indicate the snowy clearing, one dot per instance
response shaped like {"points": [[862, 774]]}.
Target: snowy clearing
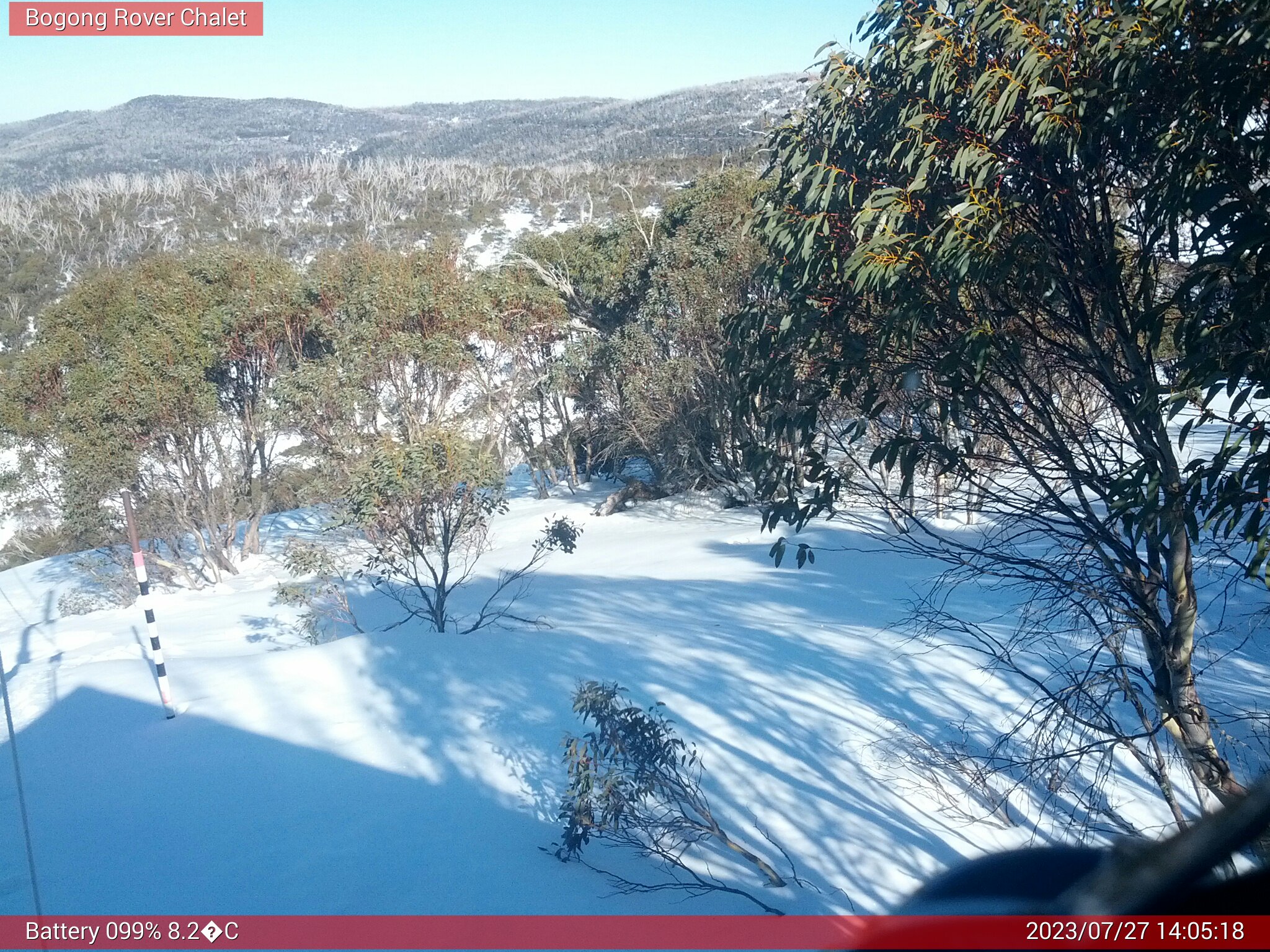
{"points": [[409, 772]]}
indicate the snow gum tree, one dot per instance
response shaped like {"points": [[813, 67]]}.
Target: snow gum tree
{"points": [[159, 377], [990, 232]]}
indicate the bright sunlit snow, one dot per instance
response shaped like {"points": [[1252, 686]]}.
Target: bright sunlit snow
{"points": [[412, 772]]}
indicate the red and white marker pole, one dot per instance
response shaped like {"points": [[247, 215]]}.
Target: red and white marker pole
{"points": [[139, 563]]}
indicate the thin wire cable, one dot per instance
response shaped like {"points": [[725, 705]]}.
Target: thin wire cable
{"points": [[22, 796]]}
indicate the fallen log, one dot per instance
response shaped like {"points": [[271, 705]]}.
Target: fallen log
{"points": [[628, 494]]}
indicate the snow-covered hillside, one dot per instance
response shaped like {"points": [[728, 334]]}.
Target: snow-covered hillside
{"points": [[409, 772]]}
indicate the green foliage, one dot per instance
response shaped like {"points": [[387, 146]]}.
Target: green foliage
{"points": [[623, 769], [633, 782], [323, 592], [995, 187], [156, 376], [649, 296]]}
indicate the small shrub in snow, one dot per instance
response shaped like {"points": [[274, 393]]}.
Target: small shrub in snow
{"points": [[324, 597], [634, 783], [82, 601], [426, 509]]}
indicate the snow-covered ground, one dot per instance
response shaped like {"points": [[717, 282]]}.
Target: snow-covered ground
{"points": [[488, 247], [411, 772]]}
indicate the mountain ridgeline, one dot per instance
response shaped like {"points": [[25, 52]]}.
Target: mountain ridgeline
{"points": [[156, 134]]}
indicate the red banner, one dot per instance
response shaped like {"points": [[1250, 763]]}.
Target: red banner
{"points": [[136, 19], [631, 932]]}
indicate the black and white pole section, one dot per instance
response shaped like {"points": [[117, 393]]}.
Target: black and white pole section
{"points": [[139, 564]]}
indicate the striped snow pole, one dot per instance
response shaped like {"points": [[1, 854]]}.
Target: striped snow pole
{"points": [[139, 563]]}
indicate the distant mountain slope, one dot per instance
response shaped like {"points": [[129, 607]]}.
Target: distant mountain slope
{"points": [[190, 133]]}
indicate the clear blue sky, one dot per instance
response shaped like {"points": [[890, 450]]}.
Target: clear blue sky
{"points": [[390, 52]]}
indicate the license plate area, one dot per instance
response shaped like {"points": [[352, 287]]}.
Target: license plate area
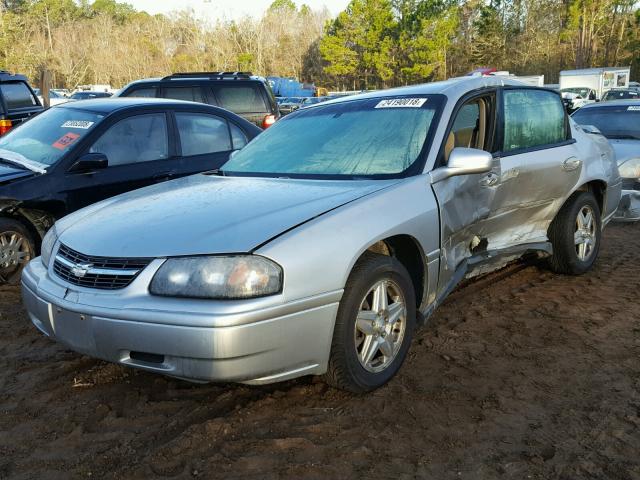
|---|
PROBLEM TO SOLVE
Can you copy out all of the rows above word for word, leaving out the pictures?

RESULT
indicate the snowy clearing, one dot per instance
response shaped like {"points": [[862, 774]]}.
Target: snowy clearing
{"points": [[409, 772]]}
indicate the snow gum tree, one dot per instance
response shaped like {"points": [[813, 67]]}.
Target: snow gum tree
{"points": [[159, 377], [990, 232]]}
indicate the bright sunlit snow, one dot per instance
response shaped like {"points": [[1252, 686]]}.
Target: bright sunlit snow
{"points": [[412, 772]]}
indicate the red and white marker pole, one dot per instance
response shaped like {"points": [[247, 215]]}.
Target: red and white marker pole
{"points": [[139, 563]]}
indicate the thin wire cable, one dot per instance
response shaped like {"points": [[725, 705]]}.
Target: thin wire cable
{"points": [[22, 796]]}
indicate the fallen log, one dot per instance
response shaped like {"points": [[271, 705]]}.
Target: fallen log
{"points": [[628, 494]]}
indicate the snow-covered hillside, one dot per instance
response shaped like {"points": [[728, 334]]}.
Target: snow-covered hillside
{"points": [[409, 772]]}
indicate the green foliage, one dot per instance
response shaped like {"points": [[387, 146]]}.
Target: green foliage
{"points": [[623, 769], [633, 782], [323, 592], [995, 187], [156, 376], [649, 296]]}
indicate the small shrub in snow, one dot per instance
response shaped like {"points": [[274, 393]]}.
Target: small shrub in snow
{"points": [[324, 597], [634, 783], [82, 601], [426, 509]]}
indicate the snow-covered ground, one dot per instance
response shaped like {"points": [[717, 282]]}.
Target: snow-covered ground
{"points": [[488, 247], [411, 772]]}
indicate the mountain ridgeline, one dot per instance
response shaped like {"points": [[25, 52]]}.
Target: mountain ridgeline
{"points": [[156, 134]]}
indicate the red banner, one dot per instance
response shaped like {"points": [[1250, 763]]}.
Target: red banner
{"points": [[136, 19], [631, 932]]}
indicate the black and white pole section, one dot per instance
response shaped like {"points": [[117, 393]]}.
Target: black and white pole section
{"points": [[139, 564]]}
indicate the striped snow pole, one dot per instance
response shaped like {"points": [[1, 854]]}.
Target: striped snow pole
{"points": [[139, 563]]}
indicate the distant mountain slope, one dot per instance
response shaped like {"points": [[129, 607]]}.
Target: distant mountain slope
{"points": [[190, 133]]}
indicate the clear blue sky, one dot per instance
response shaped like {"points": [[890, 450]]}.
Target: clear blue sky
{"points": [[390, 52]]}
indicate the license plate area, one dot per instance
response shaped like {"points": [[352, 287]]}.
Target: license plate area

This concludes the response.